==== Task data

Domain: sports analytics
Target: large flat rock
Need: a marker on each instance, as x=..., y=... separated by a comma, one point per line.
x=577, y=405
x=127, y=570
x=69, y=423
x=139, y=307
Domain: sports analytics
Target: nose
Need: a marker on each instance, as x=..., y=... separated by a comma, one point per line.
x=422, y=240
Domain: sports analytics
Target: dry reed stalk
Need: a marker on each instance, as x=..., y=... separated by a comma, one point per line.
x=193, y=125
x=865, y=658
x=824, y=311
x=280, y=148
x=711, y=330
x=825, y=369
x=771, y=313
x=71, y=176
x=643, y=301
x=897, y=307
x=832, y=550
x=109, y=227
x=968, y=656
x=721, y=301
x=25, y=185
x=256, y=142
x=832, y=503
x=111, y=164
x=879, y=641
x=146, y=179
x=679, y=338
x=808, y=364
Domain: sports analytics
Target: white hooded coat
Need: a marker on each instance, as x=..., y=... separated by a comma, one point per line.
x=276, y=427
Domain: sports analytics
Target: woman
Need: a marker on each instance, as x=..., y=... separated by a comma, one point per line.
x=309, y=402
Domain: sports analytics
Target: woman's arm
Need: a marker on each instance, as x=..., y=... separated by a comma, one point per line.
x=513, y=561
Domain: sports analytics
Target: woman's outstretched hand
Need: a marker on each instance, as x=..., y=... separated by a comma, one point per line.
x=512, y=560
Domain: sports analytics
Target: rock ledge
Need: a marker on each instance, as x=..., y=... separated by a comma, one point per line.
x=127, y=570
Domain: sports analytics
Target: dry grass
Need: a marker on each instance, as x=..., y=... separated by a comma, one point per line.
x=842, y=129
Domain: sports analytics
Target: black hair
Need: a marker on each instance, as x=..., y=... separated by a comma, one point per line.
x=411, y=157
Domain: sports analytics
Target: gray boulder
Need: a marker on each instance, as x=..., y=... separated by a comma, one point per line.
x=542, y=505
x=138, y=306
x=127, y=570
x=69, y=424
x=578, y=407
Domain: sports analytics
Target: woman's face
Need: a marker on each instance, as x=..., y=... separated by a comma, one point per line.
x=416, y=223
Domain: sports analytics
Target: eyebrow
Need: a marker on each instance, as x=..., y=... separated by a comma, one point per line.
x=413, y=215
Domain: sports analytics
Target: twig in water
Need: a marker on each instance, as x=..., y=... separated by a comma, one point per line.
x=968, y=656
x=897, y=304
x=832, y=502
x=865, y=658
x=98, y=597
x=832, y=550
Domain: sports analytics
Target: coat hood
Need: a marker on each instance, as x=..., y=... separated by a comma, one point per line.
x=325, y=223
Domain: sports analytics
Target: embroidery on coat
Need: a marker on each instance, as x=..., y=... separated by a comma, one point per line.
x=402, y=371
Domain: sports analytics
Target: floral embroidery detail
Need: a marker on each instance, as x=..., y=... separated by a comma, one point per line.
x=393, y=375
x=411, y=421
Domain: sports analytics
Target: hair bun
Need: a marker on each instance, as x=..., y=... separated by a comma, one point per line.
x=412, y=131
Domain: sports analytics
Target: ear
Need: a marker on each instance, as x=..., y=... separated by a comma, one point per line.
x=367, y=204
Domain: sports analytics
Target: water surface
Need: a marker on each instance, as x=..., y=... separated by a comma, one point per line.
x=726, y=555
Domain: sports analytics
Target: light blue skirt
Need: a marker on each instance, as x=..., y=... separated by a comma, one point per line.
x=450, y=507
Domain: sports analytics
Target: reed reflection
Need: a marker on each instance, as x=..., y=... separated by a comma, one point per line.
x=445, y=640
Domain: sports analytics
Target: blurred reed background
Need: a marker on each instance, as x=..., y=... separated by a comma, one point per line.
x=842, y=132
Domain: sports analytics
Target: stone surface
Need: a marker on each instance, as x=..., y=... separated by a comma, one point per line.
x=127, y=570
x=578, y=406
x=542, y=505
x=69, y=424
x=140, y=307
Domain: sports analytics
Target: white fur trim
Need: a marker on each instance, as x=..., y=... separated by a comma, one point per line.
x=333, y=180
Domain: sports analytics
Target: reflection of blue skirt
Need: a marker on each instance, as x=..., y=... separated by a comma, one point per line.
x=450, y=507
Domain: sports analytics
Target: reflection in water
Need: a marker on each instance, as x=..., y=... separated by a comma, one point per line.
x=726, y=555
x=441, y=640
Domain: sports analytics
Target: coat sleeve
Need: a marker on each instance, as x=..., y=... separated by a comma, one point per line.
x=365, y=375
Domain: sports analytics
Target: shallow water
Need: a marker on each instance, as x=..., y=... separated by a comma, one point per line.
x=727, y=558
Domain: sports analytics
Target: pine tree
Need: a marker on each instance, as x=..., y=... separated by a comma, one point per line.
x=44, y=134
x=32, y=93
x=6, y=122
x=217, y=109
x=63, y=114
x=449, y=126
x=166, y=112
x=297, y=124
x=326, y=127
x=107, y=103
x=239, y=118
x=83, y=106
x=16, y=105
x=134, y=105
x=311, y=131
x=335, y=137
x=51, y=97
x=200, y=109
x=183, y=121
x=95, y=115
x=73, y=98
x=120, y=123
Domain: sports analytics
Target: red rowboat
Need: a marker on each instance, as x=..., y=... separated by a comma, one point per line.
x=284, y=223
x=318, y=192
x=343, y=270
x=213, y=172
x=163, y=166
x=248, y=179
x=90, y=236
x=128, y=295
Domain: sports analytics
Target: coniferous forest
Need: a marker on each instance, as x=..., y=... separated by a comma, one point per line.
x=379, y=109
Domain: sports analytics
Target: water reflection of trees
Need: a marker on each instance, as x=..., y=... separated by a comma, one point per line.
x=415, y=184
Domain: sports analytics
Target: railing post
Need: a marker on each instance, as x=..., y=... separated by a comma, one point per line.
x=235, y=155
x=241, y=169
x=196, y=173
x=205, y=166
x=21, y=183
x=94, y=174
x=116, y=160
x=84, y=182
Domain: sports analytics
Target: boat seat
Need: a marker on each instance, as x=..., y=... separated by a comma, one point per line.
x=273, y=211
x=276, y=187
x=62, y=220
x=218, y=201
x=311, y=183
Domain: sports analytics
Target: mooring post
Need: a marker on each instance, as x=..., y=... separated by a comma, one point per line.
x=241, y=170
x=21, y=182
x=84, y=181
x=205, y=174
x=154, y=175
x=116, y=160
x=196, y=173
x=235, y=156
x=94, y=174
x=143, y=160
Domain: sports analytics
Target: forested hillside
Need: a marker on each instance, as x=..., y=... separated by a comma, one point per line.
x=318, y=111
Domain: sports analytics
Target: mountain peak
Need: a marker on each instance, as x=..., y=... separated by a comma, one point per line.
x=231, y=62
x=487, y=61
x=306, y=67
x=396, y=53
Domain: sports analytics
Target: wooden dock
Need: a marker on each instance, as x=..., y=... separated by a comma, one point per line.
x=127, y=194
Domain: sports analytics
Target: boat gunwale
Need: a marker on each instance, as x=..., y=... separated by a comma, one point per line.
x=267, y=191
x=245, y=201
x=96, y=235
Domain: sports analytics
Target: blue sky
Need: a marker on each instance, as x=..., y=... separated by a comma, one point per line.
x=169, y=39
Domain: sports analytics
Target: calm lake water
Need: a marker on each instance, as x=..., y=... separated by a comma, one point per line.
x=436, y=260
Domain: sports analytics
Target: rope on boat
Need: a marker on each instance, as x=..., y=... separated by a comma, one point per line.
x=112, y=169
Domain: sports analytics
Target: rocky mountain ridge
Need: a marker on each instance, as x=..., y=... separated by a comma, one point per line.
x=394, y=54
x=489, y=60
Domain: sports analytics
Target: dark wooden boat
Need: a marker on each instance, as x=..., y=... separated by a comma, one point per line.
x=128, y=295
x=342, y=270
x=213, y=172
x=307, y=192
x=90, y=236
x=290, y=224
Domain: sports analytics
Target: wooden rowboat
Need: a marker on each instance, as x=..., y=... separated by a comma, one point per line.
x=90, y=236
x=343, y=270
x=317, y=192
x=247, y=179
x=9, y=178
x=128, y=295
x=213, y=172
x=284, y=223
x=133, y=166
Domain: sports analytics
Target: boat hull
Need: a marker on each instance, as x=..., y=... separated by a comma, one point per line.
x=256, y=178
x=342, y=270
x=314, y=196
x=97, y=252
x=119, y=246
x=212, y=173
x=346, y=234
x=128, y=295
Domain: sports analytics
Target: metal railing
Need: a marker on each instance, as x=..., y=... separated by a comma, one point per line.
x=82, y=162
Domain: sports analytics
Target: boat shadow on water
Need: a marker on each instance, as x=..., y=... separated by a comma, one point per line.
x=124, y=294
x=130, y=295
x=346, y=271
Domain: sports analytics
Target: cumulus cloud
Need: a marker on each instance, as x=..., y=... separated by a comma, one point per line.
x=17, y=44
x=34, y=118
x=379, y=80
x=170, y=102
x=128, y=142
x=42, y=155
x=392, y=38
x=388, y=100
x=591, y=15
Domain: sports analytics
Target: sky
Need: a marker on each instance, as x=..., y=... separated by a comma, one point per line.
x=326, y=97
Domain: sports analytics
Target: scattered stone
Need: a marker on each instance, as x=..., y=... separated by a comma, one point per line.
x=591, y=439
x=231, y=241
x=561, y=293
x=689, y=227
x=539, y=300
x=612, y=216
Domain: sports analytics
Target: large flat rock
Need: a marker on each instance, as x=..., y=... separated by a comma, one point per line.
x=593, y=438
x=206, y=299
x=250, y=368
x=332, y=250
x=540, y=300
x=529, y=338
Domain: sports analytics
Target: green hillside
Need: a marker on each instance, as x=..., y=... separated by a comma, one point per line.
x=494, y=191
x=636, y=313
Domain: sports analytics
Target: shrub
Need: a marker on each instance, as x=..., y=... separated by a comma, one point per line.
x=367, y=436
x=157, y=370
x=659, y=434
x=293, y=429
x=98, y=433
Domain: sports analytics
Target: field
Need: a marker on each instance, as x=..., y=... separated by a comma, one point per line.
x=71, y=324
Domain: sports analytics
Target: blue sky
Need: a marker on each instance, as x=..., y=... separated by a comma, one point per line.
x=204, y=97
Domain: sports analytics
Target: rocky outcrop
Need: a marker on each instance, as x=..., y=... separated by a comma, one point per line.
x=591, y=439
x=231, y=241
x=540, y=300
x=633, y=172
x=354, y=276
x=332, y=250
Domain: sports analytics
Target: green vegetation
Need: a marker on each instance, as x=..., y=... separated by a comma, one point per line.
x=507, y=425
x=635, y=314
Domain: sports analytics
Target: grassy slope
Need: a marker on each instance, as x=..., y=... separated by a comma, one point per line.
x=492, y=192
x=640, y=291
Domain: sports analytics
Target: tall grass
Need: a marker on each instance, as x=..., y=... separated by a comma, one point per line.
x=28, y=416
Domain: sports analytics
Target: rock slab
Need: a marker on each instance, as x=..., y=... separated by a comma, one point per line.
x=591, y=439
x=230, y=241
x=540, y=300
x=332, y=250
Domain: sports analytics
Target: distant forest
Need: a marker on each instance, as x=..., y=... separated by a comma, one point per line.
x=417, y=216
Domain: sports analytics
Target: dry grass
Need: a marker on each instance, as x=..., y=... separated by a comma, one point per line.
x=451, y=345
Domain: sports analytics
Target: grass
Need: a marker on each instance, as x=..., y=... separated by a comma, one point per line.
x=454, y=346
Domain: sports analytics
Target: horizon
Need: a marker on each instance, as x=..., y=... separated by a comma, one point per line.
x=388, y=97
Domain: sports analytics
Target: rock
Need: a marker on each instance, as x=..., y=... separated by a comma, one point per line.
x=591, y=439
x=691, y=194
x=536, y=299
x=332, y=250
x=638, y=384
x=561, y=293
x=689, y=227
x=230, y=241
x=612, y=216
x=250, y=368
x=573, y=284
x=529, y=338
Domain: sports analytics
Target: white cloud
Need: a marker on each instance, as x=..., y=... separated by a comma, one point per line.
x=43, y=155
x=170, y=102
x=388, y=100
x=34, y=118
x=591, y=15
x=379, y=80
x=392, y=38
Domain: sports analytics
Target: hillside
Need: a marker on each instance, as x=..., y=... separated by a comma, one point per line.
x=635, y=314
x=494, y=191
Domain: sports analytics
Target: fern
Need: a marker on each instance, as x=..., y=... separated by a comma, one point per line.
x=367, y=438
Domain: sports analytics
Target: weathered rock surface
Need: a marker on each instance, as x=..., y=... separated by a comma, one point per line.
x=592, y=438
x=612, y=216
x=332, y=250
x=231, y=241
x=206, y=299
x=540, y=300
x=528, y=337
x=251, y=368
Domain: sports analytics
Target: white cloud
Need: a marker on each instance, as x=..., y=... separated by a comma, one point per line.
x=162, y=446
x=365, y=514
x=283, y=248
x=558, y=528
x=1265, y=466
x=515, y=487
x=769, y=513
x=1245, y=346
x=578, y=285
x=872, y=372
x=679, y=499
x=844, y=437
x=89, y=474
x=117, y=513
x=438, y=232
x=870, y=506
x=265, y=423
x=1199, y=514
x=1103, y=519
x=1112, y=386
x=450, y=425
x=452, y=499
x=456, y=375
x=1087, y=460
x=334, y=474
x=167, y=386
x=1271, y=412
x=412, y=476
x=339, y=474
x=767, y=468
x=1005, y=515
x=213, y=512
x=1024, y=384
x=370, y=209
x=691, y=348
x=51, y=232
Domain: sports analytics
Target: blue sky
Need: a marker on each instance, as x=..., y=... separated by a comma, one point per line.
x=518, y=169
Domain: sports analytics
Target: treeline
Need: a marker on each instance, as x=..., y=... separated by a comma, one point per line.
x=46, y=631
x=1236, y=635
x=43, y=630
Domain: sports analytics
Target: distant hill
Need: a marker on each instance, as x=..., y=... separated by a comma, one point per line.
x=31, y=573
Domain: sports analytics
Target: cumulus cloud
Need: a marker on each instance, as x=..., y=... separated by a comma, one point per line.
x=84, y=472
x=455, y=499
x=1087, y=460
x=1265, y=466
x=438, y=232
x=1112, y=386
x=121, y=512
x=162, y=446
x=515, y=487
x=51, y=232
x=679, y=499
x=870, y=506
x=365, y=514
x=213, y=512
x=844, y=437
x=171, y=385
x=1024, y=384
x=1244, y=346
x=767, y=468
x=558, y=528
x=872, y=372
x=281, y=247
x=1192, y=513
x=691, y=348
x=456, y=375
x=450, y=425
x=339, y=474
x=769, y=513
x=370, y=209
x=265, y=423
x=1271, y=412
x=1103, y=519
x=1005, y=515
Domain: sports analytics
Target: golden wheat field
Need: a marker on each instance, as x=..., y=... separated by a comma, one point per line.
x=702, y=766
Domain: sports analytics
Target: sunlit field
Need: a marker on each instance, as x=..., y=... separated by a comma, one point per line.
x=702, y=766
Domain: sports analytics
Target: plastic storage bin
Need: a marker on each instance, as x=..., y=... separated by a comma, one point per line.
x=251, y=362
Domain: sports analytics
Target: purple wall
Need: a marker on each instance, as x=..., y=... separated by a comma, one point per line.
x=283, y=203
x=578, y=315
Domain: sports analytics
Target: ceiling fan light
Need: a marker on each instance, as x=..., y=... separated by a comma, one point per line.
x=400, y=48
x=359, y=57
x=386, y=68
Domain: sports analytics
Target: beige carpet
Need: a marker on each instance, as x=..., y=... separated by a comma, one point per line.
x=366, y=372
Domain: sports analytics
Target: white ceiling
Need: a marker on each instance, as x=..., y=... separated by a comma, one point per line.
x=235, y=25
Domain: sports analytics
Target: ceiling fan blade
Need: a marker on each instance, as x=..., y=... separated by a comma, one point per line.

========

Required work:
From the entries above, collect every line with the string "field" in it.

Answer space:
Target: field
Target: golden wheat field
Target: sunlit field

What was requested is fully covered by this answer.